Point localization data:
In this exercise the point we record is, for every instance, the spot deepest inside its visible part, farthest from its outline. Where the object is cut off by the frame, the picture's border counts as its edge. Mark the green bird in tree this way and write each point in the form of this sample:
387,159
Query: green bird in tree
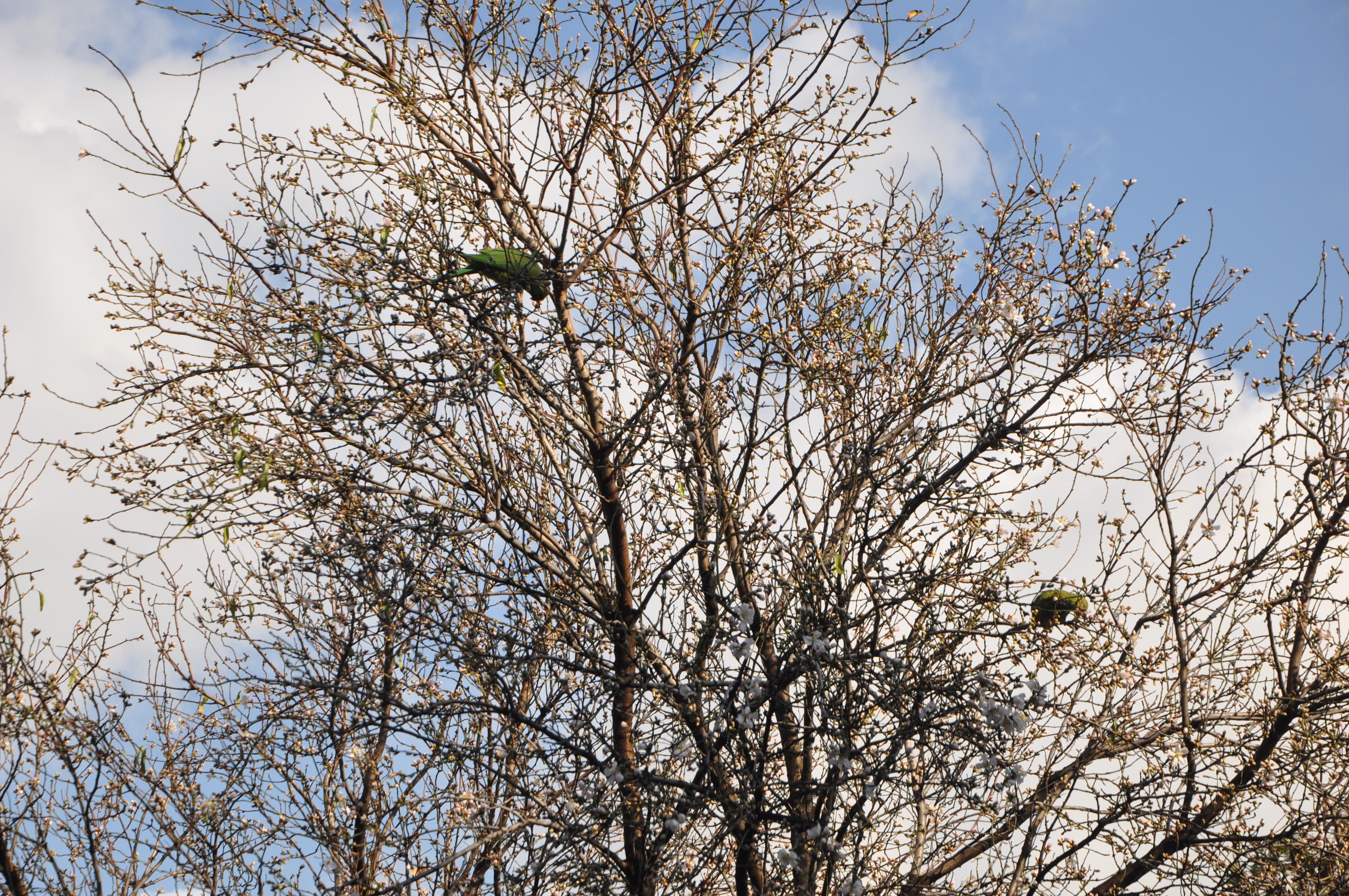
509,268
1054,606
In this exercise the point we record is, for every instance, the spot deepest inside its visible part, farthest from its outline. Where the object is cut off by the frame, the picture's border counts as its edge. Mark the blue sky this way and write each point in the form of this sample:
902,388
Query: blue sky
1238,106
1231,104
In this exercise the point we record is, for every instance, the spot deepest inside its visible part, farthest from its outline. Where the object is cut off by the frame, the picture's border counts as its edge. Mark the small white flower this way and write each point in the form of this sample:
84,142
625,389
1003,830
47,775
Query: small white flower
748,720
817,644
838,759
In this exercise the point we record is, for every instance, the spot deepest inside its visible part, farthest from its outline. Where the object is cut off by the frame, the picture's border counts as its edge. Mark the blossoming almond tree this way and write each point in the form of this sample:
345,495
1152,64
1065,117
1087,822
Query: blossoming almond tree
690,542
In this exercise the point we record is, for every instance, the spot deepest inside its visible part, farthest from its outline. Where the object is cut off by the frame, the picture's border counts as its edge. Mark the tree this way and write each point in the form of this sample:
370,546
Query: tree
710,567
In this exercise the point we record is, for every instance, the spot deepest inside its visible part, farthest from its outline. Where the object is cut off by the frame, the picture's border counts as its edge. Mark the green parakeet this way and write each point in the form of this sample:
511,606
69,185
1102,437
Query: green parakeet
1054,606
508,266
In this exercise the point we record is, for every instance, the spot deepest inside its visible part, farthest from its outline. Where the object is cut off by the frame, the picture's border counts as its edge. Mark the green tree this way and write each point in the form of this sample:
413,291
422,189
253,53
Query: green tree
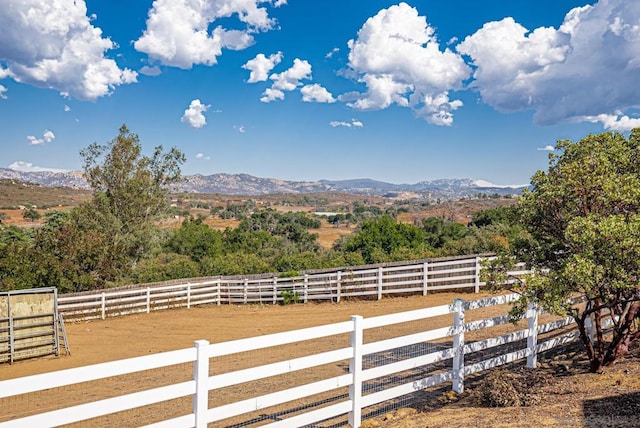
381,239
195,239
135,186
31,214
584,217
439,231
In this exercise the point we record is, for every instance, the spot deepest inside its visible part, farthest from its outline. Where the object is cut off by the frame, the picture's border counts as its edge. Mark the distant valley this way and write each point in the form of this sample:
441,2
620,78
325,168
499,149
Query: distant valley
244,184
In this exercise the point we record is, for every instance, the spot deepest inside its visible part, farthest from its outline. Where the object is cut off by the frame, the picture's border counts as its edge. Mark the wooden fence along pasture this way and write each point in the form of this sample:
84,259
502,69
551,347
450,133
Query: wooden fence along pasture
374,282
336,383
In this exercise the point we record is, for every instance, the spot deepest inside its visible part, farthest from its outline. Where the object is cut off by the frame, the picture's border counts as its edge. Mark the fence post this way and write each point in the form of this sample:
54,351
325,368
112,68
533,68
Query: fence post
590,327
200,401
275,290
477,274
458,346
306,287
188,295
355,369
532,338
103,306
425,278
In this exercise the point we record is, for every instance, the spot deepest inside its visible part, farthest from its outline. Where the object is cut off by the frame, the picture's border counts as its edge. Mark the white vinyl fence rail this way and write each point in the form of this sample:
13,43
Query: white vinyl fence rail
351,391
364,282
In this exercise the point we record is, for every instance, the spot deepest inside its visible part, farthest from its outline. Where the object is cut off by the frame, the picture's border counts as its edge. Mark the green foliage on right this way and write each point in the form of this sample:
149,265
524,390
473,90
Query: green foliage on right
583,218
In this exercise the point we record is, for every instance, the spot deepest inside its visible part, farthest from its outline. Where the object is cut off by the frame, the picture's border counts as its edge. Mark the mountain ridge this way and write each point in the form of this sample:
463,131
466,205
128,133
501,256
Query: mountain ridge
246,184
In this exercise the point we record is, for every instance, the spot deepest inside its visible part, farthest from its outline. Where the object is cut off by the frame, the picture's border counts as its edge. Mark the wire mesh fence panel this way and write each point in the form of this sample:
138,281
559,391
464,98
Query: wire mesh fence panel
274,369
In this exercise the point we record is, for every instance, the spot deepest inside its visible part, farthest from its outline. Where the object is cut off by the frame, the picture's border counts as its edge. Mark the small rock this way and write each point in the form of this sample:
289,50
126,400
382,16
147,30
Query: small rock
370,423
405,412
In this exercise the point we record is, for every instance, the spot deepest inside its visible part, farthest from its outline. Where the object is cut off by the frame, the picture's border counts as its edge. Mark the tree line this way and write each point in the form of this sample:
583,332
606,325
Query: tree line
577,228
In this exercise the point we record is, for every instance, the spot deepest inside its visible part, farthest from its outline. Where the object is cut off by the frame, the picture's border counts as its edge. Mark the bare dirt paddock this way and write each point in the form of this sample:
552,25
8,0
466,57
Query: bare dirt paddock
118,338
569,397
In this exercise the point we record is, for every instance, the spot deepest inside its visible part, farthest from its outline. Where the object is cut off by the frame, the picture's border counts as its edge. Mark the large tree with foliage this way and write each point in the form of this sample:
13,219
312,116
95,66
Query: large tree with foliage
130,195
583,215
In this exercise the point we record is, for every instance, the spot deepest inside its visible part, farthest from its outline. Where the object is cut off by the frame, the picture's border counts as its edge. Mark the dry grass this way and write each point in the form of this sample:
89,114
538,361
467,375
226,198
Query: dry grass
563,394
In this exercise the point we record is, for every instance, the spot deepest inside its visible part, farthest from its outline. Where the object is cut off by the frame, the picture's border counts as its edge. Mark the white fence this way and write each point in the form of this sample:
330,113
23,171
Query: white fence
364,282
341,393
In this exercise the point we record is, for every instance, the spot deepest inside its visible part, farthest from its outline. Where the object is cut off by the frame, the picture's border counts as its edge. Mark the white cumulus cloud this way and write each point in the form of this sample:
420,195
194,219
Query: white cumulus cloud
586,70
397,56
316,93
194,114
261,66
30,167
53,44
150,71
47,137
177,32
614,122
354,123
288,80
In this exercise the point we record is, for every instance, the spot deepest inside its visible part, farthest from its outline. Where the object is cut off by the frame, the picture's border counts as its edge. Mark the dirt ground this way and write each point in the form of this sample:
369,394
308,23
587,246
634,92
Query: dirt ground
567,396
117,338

** Aim of the task **
Please write out all the data again word for word, but not the pictures.

** Worked solution **
In this exercise the point we record is, for every instance, the spot deepest inside its visible part, farthest from its outline. Where the object is cut off by the frame, the picture's border counts as its edge. Mark the green bird in tree this way and write each point in the form of this sample:
387,159
Query: green bird in tree
509,268
1054,606
In this exercise the point we record is, for every instance, the spot deepest inside its visible part, farthest from its outline. Where the object is cut off by the frame, the picture's border counts as its edge. Mark the blue sky this way and write each point in the form of this sample:
902,388
Query: blue sky
1238,106
1231,104
In this exercise the point we record is, for every instance, the spot deepest inside its visible part, farthest from its outline. Where the object is cut off by the frame, the picture's border counts as its edge. Mark the small white flower this way and write each point in the form of this sample:
84,142
625,389
1003,830
47,775
Query: small white flower
748,720
817,644
838,759
In this exercise the point we record is, for every instance, the spot deepest inside its visible part, farthest from its outline. Where the object is cut off by the frame, the picture's border counts as its edge. Mark the blossoming almond tree this way and write each point in the form of this sample:
345,495
1152,64
1065,117
1087,822
Query: blossoming almond tree
690,542
In this exercise the point we record is, for every instance, the spot deepest inside its visible part, farthest from its outline. Where the object is cut off by the frame, the picture's border counts as its edge. Mark the tree this way and write each point in the form of this sample:
370,546
Query: tree
710,567
In this exercise the point we record is, for every instance, the spot deepest inside its visible part, farthest from its outline. Where the object is cut off by the frame, the picture's border counts as its edge. Mark the green parakeet this way and write each point in the form of this sample:
511,606
69,185
1102,437
Query: green parakeet
1054,606
508,266
In this exercise the point we record is, for every instance, the spot deepest inside its visible part, farthest from its outline. Where the object is cut off by the frame, the picture's border counts as its edge. Mark the green tree this way and write each point in the form of this sample:
413,291
422,189
253,53
Query: green tree
381,239
195,239
135,186
31,214
584,217
439,231
In this exercise the point we record is, for every instance, the spot deepest inside its visible part, farthest from its outline. Where the object is cut off by the frame, the picture's border counts as its edge. Mark the distant valley this way and write each point in the form of this sample:
441,2
620,78
325,168
499,149
Query: distant valley
244,184
In this exercise the point we record is, for every instance, the spot deepest inside its visible part, farthest from its outline. Where the object is cut off by the frame, the picture's border counts as its edge. Mark the wooden fence along pasture this way and write each point in the form of this sample:
84,259
502,69
551,347
450,133
Query: wooden fence along pasture
374,282
336,383
In this exercise the point we record is, for every instance, the spot deepest inside its visible part, farthest from its outline. Where the object is cut off by the frame, the picture's border counts as its edge. Mark the fence post this way and write each point in the form of this sample:
54,351
325,368
112,68
533,68
Query: fence post
590,327
200,401
275,290
477,274
458,346
306,287
188,295
355,369
532,338
103,306
425,278
In this exercise the point we record is, for every instance, the spot deepest inside its visible part, farthest from its outline. Where the object is cut off by the frame, the picture's border counts as its edge. Mark the white vinyl fence rail this way and write each point in the form of this sample:
13,43
Query: white vinyl fence rail
351,391
364,282
In this exercise the point we record is, for every instance, the spot deepest inside its visible part, farthest from its outline. Where the object is cut off by the frame, the picture's border counts as its edge. Mark the green foliage on right this way and write each point in the form of this sample:
149,265
524,390
473,90
Query: green foliage on right
583,218
In this exercise the point we record is, for every instance, the spot deepest inside its visible part, farthest from its outline. Where the object is cut off by the frame, the picture's border counts as its edge. Mark the mountain ridge this way and write each point in the form of this sample:
463,131
466,205
128,133
501,256
Query: mountain ridge
246,184
In this exercise the point we record is, for every instance, the spot deepest inside its visible part, farthest from its outline. Where the object is cut off by the frame, the picture's border counts as its edge. Mark the wire mesh fence panel this way and write each point in the form of this sample:
138,281
559,391
464,98
Query: wire mesh fence panel
274,369
In this exercise the point we record is, for every instance, the spot deepest inside its visible part, farthest from its outline. Where the object is cut off by the frame, the picture's border counts as its edge. Mark the small rock this way and write each point in the form of this sample:
289,50
126,400
382,16
147,30
Query: small rock
370,423
405,412
In this exercise the point we record is, for every instance, the spot deepest inside its visible part, farthest from its outline. Where the object is cut off by the frame, the picture's border counts as its edge. Mark the tree line this way and write each point in the form of this sample:
583,332
606,325
Query: tree line
577,228
In this exercise the point we record is, for every instance, the spot deepest inside its visible part, farthest from its outline. Where the object is cut off by the frame, the picture's border counts as its edge. Mark the bare dirt paddock this way and write each point in the form of this sample:
552,25
8,0
466,57
Query: bare dirt paddock
118,338
569,397
In this exercise the point we record is, for every instance, the spot deepest inside its visible part, farthest from its outline. Where the object is cut off by the frame, the picture's border counts as its edge. Mark the large tree with foliage this way and write each point in the form of this sample:
13,219
312,116
95,66
Query: large tree with foliage
130,195
583,215
In this exercise the point we record is, for every instance, the spot deepest inside its visible part, farthest from its outline. Where the object is cut off by the frame, the picture's border counts as its edge. Mark the dry grass this way and write each point in the form of this sample:
89,114
538,361
467,375
226,198
Query: dry grass
563,394
In this exercise the point we record is, for every instance, the spot deepest inside its visible part, farthest from its outline. Where the object is cut off by the frame, the picture's border counts as its edge. Mark the white fence this way and write each point in the form of this sample:
330,113
23,171
Query: white fence
364,282
341,393
In this exercise the point we record is, for every instance, the spot deepest inside its visible part, farthest from its outline. Where the object is cut off by the frame, the picture's border counts as its edge. Mark the white cumulus cloud this way and write each point in the form of this sample:
420,195
194,219
Query: white cumulus cloud
586,70
397,56
316,93
194,114
261,66
30,167
53,44
150,71
47,137
177,32
614,122
354,123
288,80
In this exercise the point we record is, for every instance, the spot deepest inside its visible part, farthest from its outline. Where the object is cut off by the frame, the picture's border counts as its edge. Mark the dirt ground this way and write each point in the form of this sample:
369,394
308,23
587,246
634,92
Query: dirt ground
567,396
117,338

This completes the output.